## Task objective
Reproduce word for word the lines of the listing below, from the line containing "task | put a marker on each instance of the handrail" through the line containing "x=202, y=97", both of those lines included, and nothing else.

Lines of data:
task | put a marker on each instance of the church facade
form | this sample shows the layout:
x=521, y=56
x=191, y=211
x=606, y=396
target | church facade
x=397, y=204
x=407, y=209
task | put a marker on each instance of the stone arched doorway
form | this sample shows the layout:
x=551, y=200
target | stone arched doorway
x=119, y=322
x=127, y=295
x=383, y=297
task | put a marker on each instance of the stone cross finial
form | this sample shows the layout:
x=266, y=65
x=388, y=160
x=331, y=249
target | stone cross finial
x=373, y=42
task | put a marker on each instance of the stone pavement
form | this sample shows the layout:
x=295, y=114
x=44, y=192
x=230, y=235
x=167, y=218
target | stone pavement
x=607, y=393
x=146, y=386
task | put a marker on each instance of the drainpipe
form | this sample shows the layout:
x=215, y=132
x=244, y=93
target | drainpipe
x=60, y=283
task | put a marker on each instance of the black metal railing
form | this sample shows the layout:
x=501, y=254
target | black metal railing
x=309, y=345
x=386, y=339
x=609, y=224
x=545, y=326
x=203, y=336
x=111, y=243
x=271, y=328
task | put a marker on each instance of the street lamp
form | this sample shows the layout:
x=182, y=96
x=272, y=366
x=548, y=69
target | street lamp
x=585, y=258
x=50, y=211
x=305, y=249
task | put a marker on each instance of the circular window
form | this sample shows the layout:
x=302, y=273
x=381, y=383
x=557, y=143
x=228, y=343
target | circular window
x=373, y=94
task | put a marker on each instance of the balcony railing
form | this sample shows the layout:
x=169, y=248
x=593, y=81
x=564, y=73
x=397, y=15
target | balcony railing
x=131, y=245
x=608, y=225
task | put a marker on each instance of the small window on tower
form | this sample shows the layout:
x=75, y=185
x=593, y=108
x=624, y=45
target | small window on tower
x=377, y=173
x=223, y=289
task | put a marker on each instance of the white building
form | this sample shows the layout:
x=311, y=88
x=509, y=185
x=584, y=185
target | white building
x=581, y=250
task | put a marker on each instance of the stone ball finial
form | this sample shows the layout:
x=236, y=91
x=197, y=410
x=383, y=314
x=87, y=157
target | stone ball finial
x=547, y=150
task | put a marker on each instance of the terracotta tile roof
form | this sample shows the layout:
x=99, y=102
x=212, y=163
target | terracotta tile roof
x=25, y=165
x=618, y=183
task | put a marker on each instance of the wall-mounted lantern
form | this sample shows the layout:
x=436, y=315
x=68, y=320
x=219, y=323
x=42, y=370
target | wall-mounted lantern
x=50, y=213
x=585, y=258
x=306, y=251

...

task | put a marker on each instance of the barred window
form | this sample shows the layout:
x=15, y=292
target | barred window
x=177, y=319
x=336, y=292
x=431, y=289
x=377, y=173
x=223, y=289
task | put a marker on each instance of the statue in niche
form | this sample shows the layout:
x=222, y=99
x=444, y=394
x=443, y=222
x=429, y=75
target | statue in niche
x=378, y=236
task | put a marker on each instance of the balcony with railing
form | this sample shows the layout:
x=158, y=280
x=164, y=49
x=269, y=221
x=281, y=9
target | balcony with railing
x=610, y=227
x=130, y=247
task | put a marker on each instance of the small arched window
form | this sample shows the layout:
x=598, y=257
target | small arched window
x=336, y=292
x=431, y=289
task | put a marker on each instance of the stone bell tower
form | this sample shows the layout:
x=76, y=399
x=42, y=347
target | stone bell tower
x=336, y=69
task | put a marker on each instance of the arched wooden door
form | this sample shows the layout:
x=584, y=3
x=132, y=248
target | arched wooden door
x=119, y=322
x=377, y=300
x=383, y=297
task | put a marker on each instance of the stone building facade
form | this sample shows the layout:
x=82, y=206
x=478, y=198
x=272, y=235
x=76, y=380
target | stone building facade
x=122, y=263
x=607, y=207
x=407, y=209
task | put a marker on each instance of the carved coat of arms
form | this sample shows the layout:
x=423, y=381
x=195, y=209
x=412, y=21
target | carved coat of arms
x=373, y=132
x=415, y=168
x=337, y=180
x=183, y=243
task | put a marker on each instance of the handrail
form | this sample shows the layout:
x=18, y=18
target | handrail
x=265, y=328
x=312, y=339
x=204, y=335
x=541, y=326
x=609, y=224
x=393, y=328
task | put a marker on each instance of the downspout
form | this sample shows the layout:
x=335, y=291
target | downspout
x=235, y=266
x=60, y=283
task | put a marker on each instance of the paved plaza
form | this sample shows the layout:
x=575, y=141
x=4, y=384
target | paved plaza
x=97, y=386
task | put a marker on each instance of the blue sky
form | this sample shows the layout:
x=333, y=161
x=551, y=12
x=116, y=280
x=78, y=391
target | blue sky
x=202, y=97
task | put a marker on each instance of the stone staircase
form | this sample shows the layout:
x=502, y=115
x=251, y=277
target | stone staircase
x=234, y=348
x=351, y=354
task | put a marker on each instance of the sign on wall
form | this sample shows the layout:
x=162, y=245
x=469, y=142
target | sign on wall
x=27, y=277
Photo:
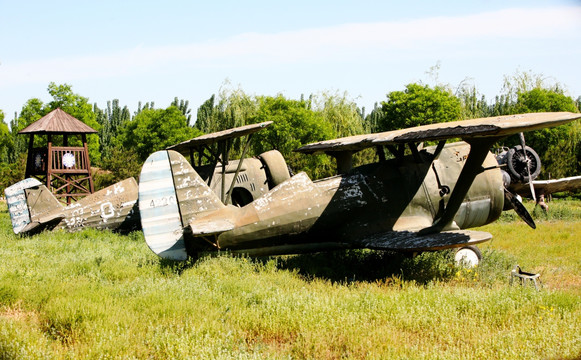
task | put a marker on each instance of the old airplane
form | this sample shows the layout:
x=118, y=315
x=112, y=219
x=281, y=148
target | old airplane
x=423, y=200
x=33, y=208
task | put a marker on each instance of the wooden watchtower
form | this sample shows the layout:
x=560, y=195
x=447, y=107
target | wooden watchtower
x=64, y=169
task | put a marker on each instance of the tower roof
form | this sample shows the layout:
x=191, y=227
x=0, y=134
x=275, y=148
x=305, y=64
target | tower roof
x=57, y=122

---

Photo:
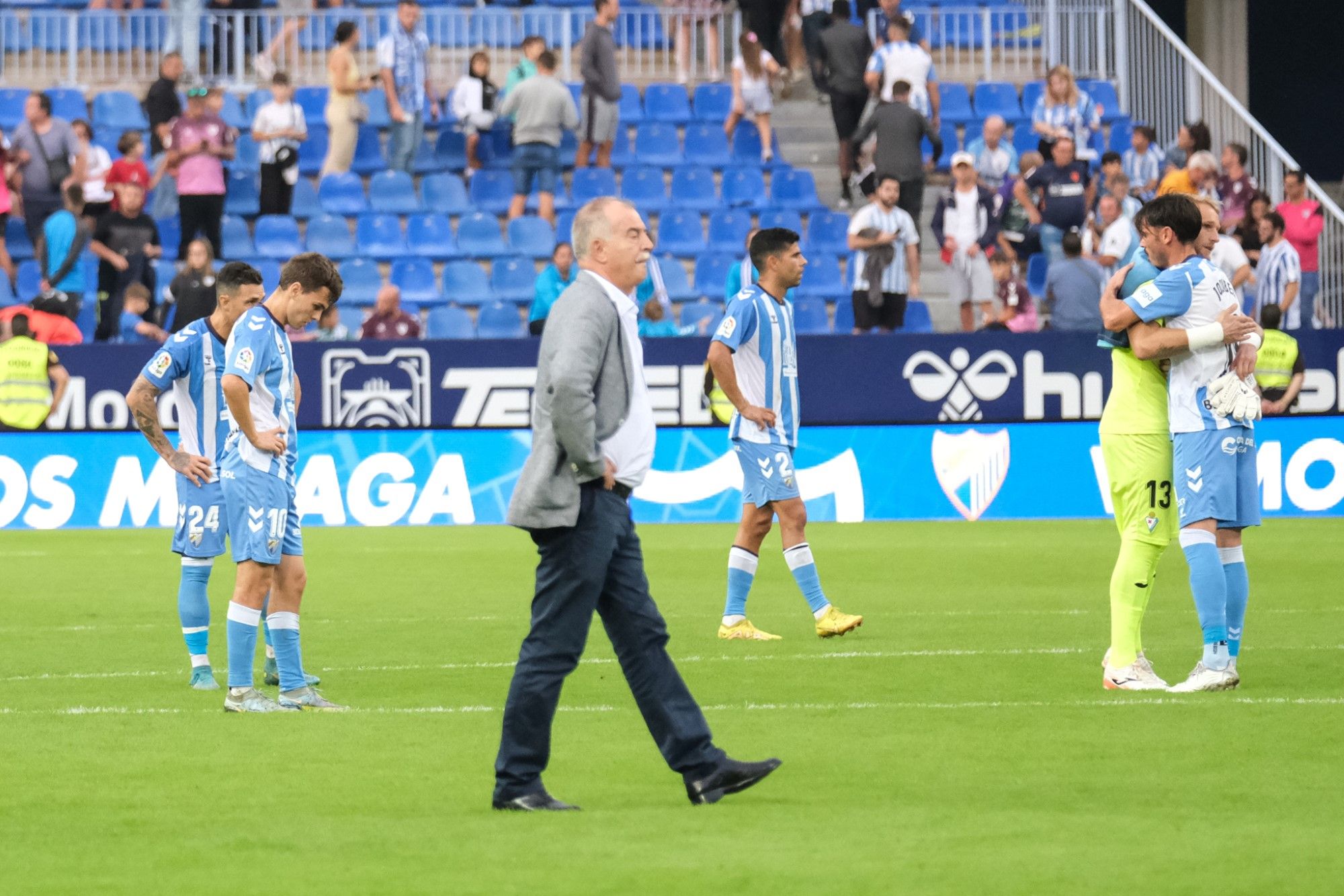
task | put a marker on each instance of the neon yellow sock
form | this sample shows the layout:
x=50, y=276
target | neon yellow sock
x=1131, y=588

## Correct answer
task | put a marker on each instance of the handrail
form | this sample shows the layout:
x=18, y=18
target | handrail
x=265, y=328
x=312, y=339
x=204, y=335
x=541, y=326
x=609, y=224
x=393, y=328
task | put a marker on each instance of the downspout
form | this sample shows the layout:
x=335, y=291
target | downspout
x=235, y=266
x=60, y=283
task | put a marker on each instance of the paved plaza
form | this sample shows the layout:
x=575, y=141
x=4, y=384
target | paved plaza
x=97, y=386
task | put a marker on each instance of the blue sky
form | this sample shows the layout:
x=333, y=161
x=551, y=12
x=116, y=280
x=78, y=391
target | blue sky
x=202, y=97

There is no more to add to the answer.